What the task asks: According to the passage, how many chips and racks make up Nvidia's existing ecosystem?

So what Sunny just said is really important. Open AI is got a fixed footprint of let’s call it a gigawatt that they’re going to take in September of Vera Rubin’s in in one end of the factory goes power and chips. You obviously have the building, all the costs, and out the other end comes tokens. Okay, when they bought Grock for the exact same power footprint, for the exact same building, they’re now generating two and a half times the number of tokens. And the constraint we have in the world is power and memory. So if you can double or triple the amount of tokens for the exact same footprint, it leads to an enormous economic outcome for OpenAI or for anthropic.

And so you’ve seen as the demand on inference because of inference time reasoning and we’ll talk next about agents as the demand for these tokens of intelligence have exploded and literally we’re consuming tens of trillions of tokens now per week around around the world. We’ve had to come up with more power, more chips, more of these inputs in order to produce those. And so it’s not just about fast chips. It’s also just about or uh fast inference. It’s just about the ability to get more tokens into the world in in a world that is constrained.

Yeah. How many days from the time you know you showed Jensen a working system? How many days from that until him greasing you with $20 billion? Uh probably just over a month. Yeah. 30 days. Yeah. And Jensen is like, you know, do they have any competitive efforts going on at NVIDIA?

Yeah. I mean, I I think like the, you know, Nvidia and you see it and we talked about it at GTC. Nvidia has an ecosystem already of seven chips and five different racks, right? So Nvidia is no longer making like a GPU and I think that’s what is one of Nvidia’s superpowers that they’ve started to look at disaggregating the problem in all different ways whether it’s storage, whether it’s CPUs, whether it’s you know uh compute or networking chips. And so that already exists. So they had already thought about building a decode only chip and something that was powered by a lot of SRAM, right?

But I think sort of the and you know it’s a good lesson for everyone like us putting that email in starting to work together and building a prototype that was working with their systems was a real proof of concept for them and and you know in these large systems making these things work together making them performant and this is you know across two different companies with two different completely different stacks. I think when they saw that we were able to do that, it showed that, you know, we’d be a good integration. And the last thing I’ll say is we’re two very different types of companies. I think, you know, if we were kind of making a better GPU, there’d be a lot of conflict within Nvidia, you know, after after the type of deal that we did. But because we were making this SRAM chip deterministic compiler based, which is completely different than how GPUs work, it’s very complimentary for the cultures and the engineering teams to come together as well.

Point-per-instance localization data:
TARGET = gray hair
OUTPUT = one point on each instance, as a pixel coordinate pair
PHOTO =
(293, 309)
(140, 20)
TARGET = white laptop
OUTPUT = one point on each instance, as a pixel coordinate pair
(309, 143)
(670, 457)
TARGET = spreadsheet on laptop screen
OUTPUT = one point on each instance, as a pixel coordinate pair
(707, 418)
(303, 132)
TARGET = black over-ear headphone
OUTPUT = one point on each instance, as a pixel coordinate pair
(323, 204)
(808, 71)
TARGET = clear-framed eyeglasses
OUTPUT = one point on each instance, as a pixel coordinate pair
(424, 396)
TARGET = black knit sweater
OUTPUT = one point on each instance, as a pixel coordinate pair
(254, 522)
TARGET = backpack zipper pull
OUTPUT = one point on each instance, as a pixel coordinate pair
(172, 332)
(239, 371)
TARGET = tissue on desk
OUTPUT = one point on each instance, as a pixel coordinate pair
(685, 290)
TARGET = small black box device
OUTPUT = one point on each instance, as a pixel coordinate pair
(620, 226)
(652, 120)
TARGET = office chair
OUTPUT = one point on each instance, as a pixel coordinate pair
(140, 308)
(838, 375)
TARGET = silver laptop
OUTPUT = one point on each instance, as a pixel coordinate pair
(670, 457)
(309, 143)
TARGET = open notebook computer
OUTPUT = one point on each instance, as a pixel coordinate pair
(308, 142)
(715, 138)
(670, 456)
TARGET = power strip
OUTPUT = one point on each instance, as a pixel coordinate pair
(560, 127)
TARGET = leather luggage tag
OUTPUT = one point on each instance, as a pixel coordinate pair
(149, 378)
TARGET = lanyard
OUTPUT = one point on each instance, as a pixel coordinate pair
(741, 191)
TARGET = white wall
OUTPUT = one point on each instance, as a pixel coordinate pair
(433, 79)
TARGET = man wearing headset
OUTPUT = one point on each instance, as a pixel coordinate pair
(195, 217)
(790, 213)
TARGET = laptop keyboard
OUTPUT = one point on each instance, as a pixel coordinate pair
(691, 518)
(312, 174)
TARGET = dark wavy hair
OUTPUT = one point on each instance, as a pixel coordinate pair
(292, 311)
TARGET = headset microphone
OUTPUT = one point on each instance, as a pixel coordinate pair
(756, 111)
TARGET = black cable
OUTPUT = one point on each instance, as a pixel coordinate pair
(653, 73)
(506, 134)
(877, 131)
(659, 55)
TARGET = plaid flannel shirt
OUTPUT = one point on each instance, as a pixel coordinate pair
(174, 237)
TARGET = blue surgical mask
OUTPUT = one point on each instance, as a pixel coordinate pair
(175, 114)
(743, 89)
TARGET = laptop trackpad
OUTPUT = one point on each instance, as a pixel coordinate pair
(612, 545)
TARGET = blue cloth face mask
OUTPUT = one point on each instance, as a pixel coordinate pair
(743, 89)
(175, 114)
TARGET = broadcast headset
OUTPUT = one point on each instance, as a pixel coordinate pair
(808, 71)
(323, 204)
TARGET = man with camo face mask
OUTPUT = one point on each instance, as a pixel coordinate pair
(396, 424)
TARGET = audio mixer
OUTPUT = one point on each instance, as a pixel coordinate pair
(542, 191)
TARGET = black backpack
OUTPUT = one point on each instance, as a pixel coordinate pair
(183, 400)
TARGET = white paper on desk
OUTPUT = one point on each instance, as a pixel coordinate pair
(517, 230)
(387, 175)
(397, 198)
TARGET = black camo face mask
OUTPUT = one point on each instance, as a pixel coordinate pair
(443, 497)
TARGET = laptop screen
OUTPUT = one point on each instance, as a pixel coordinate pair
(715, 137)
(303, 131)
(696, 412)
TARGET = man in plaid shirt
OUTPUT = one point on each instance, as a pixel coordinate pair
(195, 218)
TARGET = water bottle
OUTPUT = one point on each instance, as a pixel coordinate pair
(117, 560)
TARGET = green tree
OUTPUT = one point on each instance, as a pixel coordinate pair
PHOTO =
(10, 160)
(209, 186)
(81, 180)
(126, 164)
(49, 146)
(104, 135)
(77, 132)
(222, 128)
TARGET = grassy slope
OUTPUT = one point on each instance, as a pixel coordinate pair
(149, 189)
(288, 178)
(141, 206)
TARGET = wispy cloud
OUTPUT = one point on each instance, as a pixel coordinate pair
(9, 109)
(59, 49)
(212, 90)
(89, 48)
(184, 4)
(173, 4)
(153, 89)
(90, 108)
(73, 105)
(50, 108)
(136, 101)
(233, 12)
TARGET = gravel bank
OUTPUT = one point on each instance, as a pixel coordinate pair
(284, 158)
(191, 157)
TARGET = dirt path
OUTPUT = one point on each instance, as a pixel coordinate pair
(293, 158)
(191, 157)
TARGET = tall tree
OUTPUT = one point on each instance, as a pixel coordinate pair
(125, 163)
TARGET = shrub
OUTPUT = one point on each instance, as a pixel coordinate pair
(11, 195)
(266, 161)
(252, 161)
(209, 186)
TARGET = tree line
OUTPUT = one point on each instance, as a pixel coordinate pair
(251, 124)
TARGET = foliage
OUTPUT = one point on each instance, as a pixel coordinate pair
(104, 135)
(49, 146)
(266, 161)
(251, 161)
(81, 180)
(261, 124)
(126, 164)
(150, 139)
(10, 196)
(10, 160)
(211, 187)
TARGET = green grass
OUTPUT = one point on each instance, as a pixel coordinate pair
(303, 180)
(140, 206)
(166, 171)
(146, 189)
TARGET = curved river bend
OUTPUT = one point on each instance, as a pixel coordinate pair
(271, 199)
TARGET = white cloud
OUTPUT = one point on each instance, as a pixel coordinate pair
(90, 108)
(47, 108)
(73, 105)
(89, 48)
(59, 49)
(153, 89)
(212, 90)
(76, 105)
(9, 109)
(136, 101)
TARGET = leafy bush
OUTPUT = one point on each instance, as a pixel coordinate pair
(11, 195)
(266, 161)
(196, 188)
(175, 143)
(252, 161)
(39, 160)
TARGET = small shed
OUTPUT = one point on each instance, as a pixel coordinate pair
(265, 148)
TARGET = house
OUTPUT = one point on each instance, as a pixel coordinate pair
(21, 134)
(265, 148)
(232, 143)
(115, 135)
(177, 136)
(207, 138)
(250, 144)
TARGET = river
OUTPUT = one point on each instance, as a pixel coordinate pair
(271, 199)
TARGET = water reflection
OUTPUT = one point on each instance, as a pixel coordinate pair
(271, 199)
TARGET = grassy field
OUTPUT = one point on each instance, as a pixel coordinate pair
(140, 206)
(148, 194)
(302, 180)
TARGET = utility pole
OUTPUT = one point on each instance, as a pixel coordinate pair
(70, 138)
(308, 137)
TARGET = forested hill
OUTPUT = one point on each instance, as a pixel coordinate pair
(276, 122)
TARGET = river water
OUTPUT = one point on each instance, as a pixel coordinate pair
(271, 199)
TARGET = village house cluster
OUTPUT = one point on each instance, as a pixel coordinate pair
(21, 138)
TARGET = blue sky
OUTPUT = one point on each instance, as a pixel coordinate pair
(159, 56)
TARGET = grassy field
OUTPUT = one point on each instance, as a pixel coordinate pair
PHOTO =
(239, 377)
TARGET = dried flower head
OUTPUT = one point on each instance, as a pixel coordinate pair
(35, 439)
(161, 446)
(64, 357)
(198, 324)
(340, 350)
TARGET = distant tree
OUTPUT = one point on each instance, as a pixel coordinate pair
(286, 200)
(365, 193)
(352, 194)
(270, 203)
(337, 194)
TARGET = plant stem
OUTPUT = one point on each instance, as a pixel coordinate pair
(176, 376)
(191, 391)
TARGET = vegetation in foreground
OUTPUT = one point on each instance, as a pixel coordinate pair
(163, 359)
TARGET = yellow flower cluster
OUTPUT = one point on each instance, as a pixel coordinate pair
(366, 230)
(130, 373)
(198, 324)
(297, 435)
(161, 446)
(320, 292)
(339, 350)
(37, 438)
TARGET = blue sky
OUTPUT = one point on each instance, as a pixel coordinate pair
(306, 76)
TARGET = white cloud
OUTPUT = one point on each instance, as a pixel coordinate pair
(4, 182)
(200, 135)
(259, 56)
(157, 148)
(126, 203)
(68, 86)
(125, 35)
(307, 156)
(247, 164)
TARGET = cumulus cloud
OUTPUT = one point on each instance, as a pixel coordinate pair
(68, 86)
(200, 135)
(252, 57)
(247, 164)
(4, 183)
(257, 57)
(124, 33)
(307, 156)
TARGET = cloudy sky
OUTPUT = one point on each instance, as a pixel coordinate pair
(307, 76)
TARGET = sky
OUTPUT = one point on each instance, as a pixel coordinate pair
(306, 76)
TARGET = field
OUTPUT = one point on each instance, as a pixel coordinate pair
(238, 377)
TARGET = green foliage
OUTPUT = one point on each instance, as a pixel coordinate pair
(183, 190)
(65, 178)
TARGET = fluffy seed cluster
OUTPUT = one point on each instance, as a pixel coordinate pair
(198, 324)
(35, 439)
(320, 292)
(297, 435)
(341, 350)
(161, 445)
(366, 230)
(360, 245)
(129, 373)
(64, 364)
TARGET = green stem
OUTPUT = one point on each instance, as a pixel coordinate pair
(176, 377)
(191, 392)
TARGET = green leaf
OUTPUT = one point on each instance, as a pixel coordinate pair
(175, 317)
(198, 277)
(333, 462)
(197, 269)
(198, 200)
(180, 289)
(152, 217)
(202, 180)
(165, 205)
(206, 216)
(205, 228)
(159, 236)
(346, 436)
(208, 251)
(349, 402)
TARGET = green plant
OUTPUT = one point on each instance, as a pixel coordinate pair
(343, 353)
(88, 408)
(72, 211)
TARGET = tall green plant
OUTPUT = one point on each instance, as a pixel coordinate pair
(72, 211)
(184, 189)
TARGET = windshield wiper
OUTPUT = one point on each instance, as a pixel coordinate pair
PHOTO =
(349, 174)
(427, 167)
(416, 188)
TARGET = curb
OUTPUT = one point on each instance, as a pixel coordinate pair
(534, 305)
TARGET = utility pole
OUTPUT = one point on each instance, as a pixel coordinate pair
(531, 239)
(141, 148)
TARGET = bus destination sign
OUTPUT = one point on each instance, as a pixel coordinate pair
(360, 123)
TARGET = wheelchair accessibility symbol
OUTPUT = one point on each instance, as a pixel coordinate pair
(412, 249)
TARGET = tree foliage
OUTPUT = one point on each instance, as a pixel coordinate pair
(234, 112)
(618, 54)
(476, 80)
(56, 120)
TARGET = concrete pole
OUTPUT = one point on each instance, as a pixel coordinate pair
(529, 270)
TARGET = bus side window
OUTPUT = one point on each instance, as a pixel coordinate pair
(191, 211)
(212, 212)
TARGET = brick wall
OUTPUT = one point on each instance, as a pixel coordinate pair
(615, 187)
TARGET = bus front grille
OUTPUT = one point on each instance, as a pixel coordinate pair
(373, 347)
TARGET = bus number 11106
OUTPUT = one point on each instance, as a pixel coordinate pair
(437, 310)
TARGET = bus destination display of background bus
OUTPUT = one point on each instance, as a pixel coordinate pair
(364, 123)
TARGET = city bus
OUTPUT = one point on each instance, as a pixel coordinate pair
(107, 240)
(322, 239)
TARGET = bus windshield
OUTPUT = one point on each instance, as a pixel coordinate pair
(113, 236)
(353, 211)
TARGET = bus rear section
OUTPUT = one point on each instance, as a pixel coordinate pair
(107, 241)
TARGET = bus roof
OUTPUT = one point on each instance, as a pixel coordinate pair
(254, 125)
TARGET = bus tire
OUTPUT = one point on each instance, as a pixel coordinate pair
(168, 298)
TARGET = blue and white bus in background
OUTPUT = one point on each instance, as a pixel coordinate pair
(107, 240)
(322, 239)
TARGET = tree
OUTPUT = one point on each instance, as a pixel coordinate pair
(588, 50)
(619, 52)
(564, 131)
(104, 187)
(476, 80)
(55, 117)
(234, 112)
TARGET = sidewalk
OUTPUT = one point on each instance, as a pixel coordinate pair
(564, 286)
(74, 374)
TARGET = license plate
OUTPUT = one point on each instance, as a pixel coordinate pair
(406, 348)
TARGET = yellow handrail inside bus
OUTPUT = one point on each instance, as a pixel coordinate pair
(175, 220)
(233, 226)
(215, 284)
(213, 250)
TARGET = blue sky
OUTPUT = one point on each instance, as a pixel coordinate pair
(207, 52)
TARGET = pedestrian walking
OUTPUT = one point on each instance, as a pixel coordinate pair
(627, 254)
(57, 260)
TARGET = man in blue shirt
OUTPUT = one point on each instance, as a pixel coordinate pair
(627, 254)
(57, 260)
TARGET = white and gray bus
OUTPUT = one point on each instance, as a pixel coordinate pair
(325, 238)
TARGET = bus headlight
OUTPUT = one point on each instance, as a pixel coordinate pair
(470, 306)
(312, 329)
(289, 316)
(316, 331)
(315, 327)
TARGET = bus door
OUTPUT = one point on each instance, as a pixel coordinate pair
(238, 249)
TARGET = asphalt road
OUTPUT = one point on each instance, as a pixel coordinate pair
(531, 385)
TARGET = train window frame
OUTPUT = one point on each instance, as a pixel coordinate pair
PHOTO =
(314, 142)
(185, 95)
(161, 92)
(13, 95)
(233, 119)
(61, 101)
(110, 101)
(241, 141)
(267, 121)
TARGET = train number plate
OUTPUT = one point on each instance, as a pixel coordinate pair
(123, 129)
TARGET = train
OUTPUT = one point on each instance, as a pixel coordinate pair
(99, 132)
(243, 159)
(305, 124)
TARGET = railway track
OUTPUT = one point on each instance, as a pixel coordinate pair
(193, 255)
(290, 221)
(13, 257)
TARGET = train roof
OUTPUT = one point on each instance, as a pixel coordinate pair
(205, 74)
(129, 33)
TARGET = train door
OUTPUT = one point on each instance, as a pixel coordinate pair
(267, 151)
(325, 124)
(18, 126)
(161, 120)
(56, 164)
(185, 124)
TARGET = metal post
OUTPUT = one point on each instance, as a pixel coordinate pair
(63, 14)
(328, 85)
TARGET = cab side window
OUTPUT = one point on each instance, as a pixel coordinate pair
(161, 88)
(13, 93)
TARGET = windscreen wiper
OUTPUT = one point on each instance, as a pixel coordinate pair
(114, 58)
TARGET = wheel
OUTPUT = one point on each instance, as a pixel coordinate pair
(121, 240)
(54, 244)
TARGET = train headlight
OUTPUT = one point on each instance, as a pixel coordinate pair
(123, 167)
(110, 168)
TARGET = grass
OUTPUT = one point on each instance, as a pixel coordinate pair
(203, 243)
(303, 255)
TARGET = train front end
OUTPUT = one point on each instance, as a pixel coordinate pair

Task result: Seven chips and five different racks.